* start DATA FOR THE TASK *

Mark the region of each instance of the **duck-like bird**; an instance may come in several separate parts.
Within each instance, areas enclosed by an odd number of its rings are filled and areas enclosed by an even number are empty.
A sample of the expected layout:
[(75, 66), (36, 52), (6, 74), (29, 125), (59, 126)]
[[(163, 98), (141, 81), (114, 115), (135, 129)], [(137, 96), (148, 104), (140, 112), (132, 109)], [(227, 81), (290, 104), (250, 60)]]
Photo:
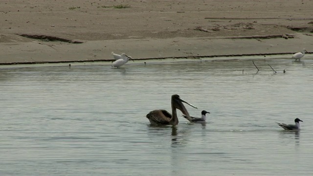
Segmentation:
[(303, 121), (300, 120), (299, 118), (297, 118), (294, 119), (294, 123), (295, 125), (290, 124), (287, 125), (284, 123), (280, 123), (276, 122), (279, 126), (283, 128), (286, 130), (299, 130), (301, 129), (301, 125), (300, 125), (300, 122), (303, 122)]
[(300, 61), (300, 59), (303, 56), (304, 56), (304, 54), (306, 52), (308, 52), (308, 51), (307, 51), (305, 49), (303, 49), (302, 50), (302, 52), (299, 52), (293, 54), (292, 55), (292, 58), (295, 59), (295, 61), (299, 59), (299, 61)]
[(179, 96), (177, 94), (172, 95), (171, 98), (172, 104), (172, 114), (166, 110), (154, 110), (146, 115), (150, 123), (154, 125), (177, 125), (179, 120), (177, 117), (177, 112), (176, 109), (178, 109), (181, 111), (185, 115), (187, 119), (191, 122), (192, 120), (189, 115), (189, 113), (182, 104), (182, 102), (187, 105), (198, 109), (197, 107), (189, 104), (185, 101), (182, 100)]
[(121, 55), (121, 57), (122, 57), (122, 59), (119, 59), (116, 61), (114, 61), (111, 65), (111, 67), (119, 67), (123, 66), (123, 65), (126, 64), (128, 62), (129, 59), (132, 60), (133, 61), (134, 61), (134, 60), (133, 60), (133, 59), (132, 59), (132, 58), (128, 56), (125, 53), (122, 54)]
[[(203, 110), (201, 111), (201, 117), (195, 117), (191, 116), (190, 117), (191, 117), (191, 122), (194, 122), (194, 123), (205, 123), (205, 121), (206, 120), (206, 116), (205, 116), (205, 114), (206, 114), (207, 113), (210, 113), (210, 112)], [(185, 118), (185, 119), (188, 119), (186, 115), (182, 115), (182, 116), (183, 117)]]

* end DATA FOR THE TASK *

WORK TO DO
Reproduce every row above word for word, but omit the pictures.

SOLUTION
Mark the region of each instance of the **duck-like bird**; an instance may come in several separate parts.
Within each instance, areas enclosed by an odd number of its rings are filled and areas enclosed by an even number are empty.
A sample of the expected layout:
[(75, 66), (36, 52), (6, 74), (29, 125), (59, 126)]
[[(163, 98), (141, 81), (114, 115), (135, 129)], [(137, 96), (148, 104), (140, 112), (132, 109)], [(227, 81), (290, 104), (250, 60)]]
Photo:
Segmentation:
[(303, 121), (300, 120), (299, 118), (297, 118), (294, 119), (294, 123), (295, 125), (290, 124), (287, 125), (284, 123), (280, 123), (276, 122), (279, 126), (283, 128), (286, 130), (299, 130), (301, 129), (301, 125), (300, 125), (300, 122), (303, 122)]
[(300, 61), (300, 59), (303, 56), (304, 56), (304, 54), (306, 52), (308, 52), (308, 51), (307, 51), (305, 49), (303, 49), (302, 50), (302, 52), (299, 52), (293, 54), (292, 55), (292, 58), (295, 59), (295, 61), (299, 59), (299, 61)]
[(179, 96), (177, 94), (172, 95), (171, 98), (172, 104), (172, 114), (166, 110), (154, 110), (146, 115), (150, 123), (154, 125), (177, 125), (179, 120), (177, 117), (177, 112), (176, 109), (178, 109), (181, 111), (185, 115), (187, 119), (191, 122), (192, 120), (189, 115), (189, 113), (182, 104), (182, 102), (187, 105), (198, 109), (197, 107), (189, 104), (185, 101), (182, 100)]
[(121, 55), (121, 57), (122, 57), (122, 59), (119, 59), (116, 61), (114, 61), (111, 65), (111, 67), (119, 67), (123, 66), (123, 65), (126, 64), (128, 62), (129, 59), (132, 60), (133, 61), (134, 61), (134, 60), (133, 60), (133, 59), (132, 59), (132, 58), (128, 56), (125, 53), (122, 54)]
[[(203, 110), (201, 111), (201, 117), (195, 117), (191, 116), (190, 117), (191, 117), (191, 122), (194, 122), (194, 123), (205, 123), (205, 121), (206, 120), (206, 116), (205, 116), (205, 114), (206, 114), (207, 113), (210, 113), (210, 112)], [(185, 118), (185, 119), (188, 119), (186, 115), (182, 115), (182, 116), (183, 117)]]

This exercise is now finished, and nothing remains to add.